_Treść polecenia_: Zbierz z poniższych rekordów każdy wiersz zawierający ciąg „frames”, uwzględniając wielkość liter.

_Przedstawione dane_:
■ ■ ■ ■ ■ ■ ■

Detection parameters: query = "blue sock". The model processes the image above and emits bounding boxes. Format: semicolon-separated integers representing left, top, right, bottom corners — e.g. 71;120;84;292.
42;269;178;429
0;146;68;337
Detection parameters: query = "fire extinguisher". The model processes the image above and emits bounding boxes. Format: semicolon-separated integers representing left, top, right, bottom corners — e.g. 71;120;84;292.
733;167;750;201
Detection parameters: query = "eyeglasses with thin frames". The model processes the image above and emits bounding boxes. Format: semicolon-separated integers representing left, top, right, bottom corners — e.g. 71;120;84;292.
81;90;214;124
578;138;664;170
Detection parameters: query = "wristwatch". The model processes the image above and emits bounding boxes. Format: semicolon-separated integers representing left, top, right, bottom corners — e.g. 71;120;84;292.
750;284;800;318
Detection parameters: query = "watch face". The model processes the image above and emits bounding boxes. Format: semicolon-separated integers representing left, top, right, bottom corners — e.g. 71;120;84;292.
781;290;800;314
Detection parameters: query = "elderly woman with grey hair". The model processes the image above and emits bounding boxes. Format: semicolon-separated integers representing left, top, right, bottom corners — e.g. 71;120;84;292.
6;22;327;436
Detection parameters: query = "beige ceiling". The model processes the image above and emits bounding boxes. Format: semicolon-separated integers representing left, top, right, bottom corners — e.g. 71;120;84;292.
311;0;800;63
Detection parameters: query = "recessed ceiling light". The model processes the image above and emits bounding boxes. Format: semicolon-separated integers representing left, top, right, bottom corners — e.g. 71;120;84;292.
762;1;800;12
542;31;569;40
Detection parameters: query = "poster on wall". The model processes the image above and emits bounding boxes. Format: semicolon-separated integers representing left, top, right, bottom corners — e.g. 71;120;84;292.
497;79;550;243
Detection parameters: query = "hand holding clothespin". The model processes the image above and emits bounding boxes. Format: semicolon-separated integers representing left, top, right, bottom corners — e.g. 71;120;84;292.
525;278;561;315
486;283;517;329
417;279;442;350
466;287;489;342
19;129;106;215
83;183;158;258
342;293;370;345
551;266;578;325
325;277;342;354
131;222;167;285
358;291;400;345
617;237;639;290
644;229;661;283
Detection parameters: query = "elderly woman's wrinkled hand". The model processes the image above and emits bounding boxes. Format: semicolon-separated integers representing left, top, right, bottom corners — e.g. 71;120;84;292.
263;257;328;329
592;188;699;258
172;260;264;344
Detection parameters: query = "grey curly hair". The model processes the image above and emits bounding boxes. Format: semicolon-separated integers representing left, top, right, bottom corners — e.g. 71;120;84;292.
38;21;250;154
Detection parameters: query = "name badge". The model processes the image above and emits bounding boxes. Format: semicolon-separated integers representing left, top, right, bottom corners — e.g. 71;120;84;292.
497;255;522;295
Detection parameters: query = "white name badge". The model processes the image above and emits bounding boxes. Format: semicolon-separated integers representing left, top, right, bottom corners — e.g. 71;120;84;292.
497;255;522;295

■ ■ ■ ■ ■ ■ ■

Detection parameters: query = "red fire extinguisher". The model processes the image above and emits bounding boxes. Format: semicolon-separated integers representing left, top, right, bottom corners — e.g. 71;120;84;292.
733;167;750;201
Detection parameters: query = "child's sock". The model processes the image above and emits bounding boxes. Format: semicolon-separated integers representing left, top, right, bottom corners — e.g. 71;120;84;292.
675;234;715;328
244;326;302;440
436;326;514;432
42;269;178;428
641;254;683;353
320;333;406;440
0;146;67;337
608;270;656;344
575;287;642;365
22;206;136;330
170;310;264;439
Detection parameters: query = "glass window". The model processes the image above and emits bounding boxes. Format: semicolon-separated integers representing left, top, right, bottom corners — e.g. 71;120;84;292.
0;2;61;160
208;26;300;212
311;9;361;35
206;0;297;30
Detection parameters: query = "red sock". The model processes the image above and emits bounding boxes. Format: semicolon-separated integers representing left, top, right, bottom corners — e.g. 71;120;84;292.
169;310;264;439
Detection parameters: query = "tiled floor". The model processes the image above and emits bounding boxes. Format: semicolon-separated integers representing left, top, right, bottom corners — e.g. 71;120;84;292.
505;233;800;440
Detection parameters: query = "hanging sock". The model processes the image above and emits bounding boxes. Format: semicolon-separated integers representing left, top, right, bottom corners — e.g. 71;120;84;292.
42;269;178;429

■ ■ ■ ■ ■ ■ ■

_Rozwiązanie_:
Detection parameters: query = "eyeglasses with thin frames". The model processes the image above and emits bounding boxes. Format: semicolon-separated integers representing left, top, right, bottom corners — e.g. 71;120;84;292.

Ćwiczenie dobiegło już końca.